▸ Task
Copy out the passage of the court report below that begins at the words "United States District" and ends after the words "LOUISIANA, ET AL.".

▸ Source text

══════

United States District Court, Western District of Louisiana
Sep 12, 2023
Civil Action 23-0643 (W.D. La. Sep. 12, 2023)

Opinion

Civil Action 23-0643

09-12-2023

SHURAY DEWAYNE WELLS v. STATE OF LOUISIANA, ET AL.


SECTION P

S. MAURICE HICKS, JR., JUDGE.

REPORT AND RECOMMENDATION

KAYLA DYE MCCLUSKY, UNITED STATES MAGISTRATE JUDGE.

Plaintiff Shuray DeWayne Wells, a prisoner at Tensas Parish Detention Center proceeding pro se and in forma pauperis, filed this proceeding on approximately May 12, 2023, under 42 U.S.C. § 1983. He names the State of Louisiana and Officer Phillip as defendants.For reasons that follow, the Court should dismiss Plaintiff's claims.

This matter has been referred to the undersigned for review, report, and recommendation under 28 U.S.C. § 636, and the standing orders of the Court.

Background

“Around the first of December 2021[,]” Plaintiff bought a radio from the commissary at Bayou Dorcheat Correctional Center. [doc. #s 1, p. 3; 10, p. 1]. He claims that when he told Officer Phillip that the radio did not work, Phillip “invited [him] into the control key,” hit him, cursed him, and, when he was “on the way out [of] the key,” pushed him face first into steel bars, stunning him and “jamming” his wrist. Id. “During the incident [Plaintiff] got a scar above [his] wrist from the push into the gate.” [doc. # 10, p. 1]. He also has post-traumatic stress disorder and “bad anxiety towards police” because of “this incident.” Id.

Plaintiff “reported the event the same week.” [doc. # 10]. Officials responded to Plaintiff's “ARP” and letter, but Plaintiff “was too afraid to meet with them” because he “wanted to finish the year long sex offender program and leave to avoid more ill-treatment.” Id.

By “ARP,” Plaintiff presumably refers to an administrative remedy procedure grievance.

Plaintiff “saw the nurse” and reported Phillip. [doc. # 1, p. 3]. Phillip “quit the job the next day.” Id.

Plaintiff seeks $15,000.00. [doc. # 1, p. 4].

Law and Analysis

1. Preliminary Screening

Plaintiff is a prisoner who has been permitted to proceed in forma pauperis. As a prisoner seeking redress from an officer or employee of a governmental entity, his complaint is subject to preliminary screening pursuant to 28 U.S.C. § 1915A. See Martin v. Scott, 156 F.3d 578, 579-80 (5th Cir. 1998) (per curiam). Because he is proceeding in forma pauperis, his Complaint is also subject to screening under § 1915(e)(2). Both § 1915(e)(2)(B) and § 1915A(b) provide for sua sponte dismissal of the complaint, or any portion thereof, if the Court finds it is frivolous or malicious, if it fails to state a claim on which relief may be granted, or if it seeks monetary relief against a defendant who is immune from such relief.

══════

▸ Given entries
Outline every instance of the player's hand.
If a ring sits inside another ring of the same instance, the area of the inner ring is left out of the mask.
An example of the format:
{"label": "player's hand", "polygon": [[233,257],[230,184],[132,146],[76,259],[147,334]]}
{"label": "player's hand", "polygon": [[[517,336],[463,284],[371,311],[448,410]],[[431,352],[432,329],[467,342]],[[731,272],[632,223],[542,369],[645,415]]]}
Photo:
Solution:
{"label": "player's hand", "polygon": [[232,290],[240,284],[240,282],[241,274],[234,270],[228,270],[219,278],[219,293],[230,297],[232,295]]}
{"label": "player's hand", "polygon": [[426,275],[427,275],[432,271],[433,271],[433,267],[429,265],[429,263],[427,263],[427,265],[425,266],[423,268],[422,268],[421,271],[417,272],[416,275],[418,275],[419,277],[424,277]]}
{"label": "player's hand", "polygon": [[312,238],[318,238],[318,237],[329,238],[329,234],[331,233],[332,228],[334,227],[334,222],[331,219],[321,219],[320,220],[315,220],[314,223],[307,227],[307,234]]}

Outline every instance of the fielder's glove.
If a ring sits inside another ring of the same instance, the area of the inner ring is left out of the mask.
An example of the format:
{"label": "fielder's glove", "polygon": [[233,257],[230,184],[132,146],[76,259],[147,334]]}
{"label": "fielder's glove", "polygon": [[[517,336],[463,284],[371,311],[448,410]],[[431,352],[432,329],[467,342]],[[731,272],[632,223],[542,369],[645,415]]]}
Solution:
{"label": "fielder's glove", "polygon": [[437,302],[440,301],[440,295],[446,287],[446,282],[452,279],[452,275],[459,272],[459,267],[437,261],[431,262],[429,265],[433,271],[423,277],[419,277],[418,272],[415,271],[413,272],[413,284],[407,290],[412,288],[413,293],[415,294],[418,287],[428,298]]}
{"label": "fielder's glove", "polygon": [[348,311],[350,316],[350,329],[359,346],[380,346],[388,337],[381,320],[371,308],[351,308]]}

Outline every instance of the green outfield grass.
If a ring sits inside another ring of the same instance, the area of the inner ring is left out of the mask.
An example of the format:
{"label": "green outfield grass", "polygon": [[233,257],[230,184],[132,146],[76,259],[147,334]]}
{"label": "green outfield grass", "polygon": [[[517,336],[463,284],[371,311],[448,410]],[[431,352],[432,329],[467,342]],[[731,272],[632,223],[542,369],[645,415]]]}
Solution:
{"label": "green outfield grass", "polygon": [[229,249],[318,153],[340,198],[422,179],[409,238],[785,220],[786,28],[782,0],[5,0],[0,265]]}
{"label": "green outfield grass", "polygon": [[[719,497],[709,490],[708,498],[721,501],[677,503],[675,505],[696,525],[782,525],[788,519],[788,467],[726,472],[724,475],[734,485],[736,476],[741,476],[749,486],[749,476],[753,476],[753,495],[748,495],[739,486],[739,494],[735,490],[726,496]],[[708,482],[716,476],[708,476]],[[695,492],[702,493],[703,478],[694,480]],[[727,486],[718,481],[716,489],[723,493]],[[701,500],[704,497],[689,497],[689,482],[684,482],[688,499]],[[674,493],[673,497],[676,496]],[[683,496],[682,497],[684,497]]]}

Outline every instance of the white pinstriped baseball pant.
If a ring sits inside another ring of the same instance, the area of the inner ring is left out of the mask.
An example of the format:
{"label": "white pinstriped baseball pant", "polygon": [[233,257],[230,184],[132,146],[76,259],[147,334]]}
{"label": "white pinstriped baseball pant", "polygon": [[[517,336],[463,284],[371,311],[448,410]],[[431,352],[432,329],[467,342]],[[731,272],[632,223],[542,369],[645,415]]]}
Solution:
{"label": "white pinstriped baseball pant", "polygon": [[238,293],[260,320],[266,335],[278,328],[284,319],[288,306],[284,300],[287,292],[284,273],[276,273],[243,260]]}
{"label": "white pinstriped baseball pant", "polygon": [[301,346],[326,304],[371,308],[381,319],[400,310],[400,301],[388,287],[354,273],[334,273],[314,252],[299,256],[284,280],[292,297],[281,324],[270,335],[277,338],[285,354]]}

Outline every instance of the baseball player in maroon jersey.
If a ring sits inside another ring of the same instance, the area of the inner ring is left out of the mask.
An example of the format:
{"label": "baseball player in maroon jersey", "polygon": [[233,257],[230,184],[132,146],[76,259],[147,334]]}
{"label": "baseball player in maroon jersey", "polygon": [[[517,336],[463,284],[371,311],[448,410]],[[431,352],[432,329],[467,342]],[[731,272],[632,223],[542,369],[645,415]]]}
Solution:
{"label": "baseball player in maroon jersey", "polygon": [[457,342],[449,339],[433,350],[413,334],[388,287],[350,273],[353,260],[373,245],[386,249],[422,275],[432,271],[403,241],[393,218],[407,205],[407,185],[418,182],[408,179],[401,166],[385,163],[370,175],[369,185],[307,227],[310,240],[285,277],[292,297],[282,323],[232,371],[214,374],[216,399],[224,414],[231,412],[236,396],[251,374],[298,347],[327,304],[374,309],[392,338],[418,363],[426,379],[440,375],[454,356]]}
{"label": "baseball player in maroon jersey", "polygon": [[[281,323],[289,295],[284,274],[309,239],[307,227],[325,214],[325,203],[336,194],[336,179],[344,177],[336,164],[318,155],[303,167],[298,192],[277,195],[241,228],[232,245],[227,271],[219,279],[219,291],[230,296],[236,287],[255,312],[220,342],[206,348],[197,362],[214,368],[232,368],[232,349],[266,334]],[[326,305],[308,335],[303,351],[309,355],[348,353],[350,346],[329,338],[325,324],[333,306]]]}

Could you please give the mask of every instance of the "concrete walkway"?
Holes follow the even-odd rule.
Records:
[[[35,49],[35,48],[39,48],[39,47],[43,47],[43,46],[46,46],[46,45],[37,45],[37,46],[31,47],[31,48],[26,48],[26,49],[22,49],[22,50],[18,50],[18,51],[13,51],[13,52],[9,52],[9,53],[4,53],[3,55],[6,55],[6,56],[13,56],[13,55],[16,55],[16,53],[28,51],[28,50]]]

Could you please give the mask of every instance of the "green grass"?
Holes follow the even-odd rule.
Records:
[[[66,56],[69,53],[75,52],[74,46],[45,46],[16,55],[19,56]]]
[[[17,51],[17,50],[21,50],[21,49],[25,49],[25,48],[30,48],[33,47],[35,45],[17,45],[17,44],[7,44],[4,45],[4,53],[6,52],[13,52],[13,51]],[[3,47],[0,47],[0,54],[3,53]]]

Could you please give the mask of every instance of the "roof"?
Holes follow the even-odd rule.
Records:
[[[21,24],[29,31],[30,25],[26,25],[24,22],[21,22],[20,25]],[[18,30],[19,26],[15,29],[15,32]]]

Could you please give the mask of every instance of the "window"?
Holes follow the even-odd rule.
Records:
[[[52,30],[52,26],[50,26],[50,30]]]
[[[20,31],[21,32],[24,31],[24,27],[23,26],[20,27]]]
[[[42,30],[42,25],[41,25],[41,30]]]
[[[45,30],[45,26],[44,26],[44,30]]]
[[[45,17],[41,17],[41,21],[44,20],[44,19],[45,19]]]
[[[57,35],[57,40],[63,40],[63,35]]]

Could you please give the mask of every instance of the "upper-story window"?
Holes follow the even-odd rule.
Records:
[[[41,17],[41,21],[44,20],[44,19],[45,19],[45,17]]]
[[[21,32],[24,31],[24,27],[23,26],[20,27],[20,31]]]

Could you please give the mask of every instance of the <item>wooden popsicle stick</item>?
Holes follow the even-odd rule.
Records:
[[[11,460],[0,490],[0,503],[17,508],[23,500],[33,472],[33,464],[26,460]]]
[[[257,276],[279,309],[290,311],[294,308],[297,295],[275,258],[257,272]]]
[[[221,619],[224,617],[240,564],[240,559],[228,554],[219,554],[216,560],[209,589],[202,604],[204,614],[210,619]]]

══════

▸ Response
United States District Court, Western District of Louisiana
Sep 12, 2023
Civil Action 23-0643 (W.D. La. Sep. 12, 2023)

Opinion

Civil Action 23-0643

09-12-2023

SHURAY DEWAYNE WELLS v. STATE OF LOUISIANA, ET AL.